# [Problem to work on]
Count the lines in the records that contain the string "jacket", treating uppercase and lowercase as different. Give only the number.

Excerpts from a detection dataset
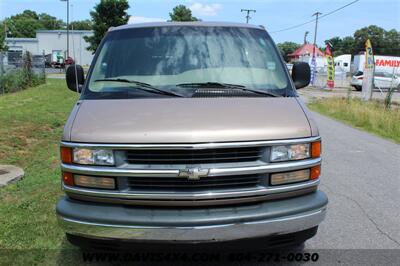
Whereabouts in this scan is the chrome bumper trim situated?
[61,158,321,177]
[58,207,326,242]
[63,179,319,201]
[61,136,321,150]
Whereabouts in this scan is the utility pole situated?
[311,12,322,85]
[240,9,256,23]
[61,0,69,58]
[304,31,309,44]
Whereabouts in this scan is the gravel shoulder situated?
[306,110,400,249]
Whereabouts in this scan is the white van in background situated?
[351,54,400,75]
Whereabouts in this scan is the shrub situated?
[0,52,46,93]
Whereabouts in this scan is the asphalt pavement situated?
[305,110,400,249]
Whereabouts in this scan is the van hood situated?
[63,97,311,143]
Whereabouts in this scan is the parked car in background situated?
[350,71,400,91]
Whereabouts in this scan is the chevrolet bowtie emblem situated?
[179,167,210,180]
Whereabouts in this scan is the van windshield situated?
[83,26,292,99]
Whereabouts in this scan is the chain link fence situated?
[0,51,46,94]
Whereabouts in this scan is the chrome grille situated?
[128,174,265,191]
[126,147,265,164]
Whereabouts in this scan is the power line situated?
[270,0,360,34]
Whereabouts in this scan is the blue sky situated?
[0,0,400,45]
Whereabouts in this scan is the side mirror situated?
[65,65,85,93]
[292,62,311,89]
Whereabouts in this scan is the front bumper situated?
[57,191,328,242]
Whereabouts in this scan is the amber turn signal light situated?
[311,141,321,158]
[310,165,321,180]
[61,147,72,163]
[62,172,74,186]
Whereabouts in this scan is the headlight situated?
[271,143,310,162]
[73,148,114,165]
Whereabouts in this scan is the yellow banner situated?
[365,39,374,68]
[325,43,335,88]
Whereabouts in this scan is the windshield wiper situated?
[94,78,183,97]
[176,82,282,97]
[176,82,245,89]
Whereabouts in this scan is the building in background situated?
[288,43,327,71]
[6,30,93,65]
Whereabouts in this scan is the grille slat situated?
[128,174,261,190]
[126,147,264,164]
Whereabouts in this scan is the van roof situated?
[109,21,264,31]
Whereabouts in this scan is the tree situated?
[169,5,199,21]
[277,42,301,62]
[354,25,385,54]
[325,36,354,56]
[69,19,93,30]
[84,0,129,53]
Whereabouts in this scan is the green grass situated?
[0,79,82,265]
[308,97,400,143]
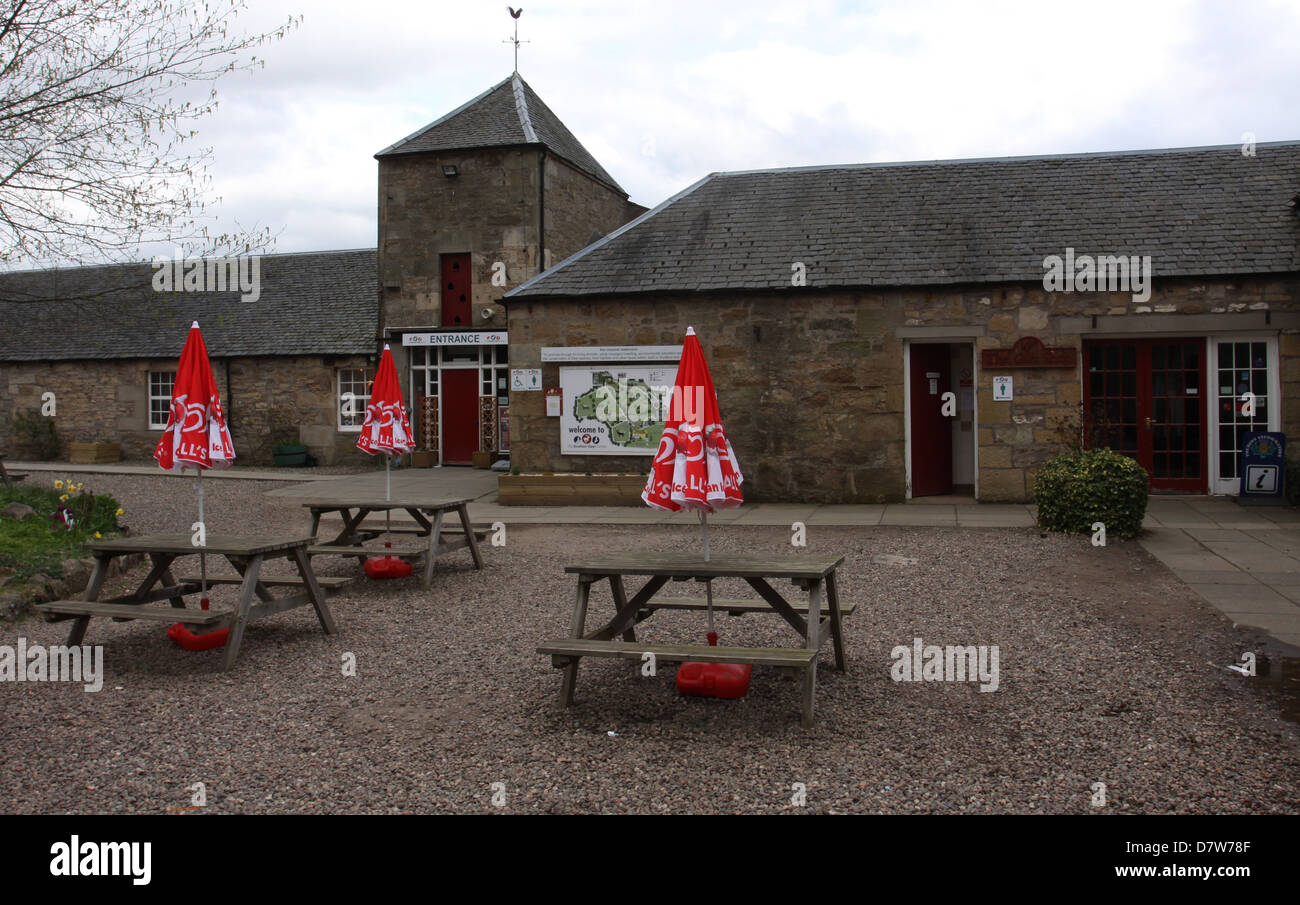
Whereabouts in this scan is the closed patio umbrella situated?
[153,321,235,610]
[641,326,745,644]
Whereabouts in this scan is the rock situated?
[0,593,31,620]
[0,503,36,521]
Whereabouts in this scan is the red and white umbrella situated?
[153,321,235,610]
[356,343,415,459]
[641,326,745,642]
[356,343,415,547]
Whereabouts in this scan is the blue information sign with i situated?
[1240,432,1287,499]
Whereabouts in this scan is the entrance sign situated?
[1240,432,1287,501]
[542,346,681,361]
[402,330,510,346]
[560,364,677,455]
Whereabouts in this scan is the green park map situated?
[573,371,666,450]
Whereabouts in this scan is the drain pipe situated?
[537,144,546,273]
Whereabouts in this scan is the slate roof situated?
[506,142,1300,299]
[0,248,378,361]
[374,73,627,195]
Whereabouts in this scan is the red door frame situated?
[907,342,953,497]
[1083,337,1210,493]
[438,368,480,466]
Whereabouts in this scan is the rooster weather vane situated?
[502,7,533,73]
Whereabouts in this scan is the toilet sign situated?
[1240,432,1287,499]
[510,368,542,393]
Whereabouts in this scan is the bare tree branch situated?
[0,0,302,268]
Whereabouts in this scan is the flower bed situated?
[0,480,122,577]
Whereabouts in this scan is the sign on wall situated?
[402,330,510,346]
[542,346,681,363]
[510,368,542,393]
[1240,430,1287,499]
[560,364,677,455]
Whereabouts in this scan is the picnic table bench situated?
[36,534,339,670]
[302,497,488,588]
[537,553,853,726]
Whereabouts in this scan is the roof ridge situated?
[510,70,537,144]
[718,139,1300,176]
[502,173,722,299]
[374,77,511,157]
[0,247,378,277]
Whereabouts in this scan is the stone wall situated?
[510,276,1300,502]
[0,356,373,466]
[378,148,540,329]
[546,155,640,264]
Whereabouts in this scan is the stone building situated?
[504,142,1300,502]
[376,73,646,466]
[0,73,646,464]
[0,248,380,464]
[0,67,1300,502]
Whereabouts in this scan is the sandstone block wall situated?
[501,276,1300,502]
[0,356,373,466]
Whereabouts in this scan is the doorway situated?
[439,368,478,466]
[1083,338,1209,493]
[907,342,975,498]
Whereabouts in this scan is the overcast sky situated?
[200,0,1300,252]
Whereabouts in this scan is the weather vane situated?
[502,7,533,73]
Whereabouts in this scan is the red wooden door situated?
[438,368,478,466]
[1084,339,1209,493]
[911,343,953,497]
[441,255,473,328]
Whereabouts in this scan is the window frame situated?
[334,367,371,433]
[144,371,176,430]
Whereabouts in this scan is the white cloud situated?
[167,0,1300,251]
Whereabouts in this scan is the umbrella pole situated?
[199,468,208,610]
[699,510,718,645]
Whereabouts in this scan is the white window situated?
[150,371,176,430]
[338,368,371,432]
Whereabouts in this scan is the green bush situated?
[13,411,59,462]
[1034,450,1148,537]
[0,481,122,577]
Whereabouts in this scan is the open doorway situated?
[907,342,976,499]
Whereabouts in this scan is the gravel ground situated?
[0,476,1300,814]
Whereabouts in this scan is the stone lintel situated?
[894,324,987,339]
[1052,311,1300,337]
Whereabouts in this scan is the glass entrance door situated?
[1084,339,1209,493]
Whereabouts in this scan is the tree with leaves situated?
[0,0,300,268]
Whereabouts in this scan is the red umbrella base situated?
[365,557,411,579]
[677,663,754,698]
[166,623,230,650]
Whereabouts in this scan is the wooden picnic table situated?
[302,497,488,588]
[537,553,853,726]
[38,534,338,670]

---

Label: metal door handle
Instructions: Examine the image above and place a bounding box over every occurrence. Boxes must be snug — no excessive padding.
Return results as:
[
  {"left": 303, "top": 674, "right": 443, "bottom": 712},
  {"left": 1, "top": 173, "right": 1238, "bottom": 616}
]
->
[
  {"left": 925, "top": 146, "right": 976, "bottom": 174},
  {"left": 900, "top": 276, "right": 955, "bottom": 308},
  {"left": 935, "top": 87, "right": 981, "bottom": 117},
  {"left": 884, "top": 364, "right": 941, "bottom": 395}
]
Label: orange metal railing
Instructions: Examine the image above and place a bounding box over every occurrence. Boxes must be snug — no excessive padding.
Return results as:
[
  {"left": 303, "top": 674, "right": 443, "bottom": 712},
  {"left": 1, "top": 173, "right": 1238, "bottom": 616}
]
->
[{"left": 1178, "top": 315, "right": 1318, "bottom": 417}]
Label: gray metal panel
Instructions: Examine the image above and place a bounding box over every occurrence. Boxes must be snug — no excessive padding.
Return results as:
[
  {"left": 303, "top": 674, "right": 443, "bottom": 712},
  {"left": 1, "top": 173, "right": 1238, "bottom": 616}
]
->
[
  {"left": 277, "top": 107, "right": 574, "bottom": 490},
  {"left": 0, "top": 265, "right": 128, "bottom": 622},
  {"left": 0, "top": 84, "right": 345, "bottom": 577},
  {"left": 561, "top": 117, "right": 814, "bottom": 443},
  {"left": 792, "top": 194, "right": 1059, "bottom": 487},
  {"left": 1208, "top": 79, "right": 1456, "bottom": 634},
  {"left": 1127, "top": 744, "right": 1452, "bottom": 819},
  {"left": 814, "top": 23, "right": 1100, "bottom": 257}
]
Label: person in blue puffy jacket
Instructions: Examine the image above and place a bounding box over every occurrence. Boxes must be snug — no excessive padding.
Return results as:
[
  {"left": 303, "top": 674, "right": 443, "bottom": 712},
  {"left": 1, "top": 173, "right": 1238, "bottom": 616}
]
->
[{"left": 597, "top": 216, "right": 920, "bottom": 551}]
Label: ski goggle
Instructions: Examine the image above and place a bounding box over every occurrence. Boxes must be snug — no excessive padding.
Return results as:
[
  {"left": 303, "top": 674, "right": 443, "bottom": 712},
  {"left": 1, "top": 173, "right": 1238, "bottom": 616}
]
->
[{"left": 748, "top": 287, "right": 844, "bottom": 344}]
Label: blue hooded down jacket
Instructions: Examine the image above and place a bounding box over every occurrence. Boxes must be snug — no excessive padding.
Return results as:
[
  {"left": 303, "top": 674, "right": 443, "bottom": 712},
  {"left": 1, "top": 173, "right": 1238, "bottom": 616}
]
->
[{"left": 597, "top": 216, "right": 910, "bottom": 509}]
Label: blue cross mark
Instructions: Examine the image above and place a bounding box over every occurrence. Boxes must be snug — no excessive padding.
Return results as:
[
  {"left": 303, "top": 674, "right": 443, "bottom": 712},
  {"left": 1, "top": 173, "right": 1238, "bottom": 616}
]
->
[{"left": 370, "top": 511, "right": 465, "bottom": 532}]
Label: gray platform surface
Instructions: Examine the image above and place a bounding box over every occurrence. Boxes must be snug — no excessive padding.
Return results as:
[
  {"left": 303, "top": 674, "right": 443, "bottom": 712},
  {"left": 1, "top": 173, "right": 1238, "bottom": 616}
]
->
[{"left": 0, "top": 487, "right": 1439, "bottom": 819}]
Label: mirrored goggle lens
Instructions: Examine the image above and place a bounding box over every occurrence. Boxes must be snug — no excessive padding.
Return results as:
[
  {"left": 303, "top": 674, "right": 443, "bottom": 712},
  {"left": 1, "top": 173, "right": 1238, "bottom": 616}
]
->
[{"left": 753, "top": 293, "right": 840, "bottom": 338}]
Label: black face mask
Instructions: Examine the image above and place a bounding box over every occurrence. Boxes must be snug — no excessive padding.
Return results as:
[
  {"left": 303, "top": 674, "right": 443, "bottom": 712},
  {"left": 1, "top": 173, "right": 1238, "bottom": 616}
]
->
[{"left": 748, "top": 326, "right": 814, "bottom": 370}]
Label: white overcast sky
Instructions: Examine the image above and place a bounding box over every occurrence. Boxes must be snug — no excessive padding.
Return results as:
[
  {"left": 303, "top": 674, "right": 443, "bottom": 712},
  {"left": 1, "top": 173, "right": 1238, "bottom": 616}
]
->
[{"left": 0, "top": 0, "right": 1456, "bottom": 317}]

--

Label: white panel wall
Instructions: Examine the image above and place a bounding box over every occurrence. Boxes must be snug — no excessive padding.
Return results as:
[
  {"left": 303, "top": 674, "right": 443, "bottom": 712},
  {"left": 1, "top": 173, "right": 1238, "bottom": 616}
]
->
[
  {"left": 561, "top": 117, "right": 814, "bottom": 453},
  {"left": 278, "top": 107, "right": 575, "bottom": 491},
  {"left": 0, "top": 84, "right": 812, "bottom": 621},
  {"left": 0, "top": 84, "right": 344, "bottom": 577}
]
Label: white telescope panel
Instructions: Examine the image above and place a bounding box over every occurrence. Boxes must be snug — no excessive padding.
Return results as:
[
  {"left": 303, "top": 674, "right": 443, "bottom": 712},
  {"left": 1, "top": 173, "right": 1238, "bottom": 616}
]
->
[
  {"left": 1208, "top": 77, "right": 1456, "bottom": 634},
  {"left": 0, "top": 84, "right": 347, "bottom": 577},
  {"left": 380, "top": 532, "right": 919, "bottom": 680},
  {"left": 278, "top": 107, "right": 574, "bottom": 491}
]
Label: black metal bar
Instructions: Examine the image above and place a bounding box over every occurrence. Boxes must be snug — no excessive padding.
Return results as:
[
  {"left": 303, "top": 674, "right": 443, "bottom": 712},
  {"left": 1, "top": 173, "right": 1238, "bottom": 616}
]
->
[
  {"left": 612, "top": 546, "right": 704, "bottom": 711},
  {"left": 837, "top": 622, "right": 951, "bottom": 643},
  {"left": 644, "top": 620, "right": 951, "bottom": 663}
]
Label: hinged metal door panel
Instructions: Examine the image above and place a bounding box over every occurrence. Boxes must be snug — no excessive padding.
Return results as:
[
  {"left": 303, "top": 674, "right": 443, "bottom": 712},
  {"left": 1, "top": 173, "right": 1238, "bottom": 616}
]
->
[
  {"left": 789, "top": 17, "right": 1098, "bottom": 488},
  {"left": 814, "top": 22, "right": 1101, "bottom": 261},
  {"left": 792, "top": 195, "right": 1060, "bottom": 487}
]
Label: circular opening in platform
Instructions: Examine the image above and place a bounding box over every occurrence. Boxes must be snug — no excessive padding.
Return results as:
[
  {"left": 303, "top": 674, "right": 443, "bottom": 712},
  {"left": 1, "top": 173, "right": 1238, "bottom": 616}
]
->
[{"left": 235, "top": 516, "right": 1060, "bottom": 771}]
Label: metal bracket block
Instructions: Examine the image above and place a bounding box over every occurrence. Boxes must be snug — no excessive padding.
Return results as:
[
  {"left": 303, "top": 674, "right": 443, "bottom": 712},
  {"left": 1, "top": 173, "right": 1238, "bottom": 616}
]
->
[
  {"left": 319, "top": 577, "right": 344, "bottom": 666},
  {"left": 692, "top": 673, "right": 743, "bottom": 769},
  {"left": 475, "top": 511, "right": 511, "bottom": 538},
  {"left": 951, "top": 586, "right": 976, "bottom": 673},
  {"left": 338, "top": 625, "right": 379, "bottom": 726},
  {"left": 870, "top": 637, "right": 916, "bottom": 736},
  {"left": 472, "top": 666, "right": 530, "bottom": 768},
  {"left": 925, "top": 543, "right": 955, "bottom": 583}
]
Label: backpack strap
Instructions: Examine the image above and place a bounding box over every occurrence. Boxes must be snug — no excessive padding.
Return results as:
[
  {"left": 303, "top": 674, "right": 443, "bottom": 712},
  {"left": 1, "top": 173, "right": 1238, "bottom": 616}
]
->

# [Result]
2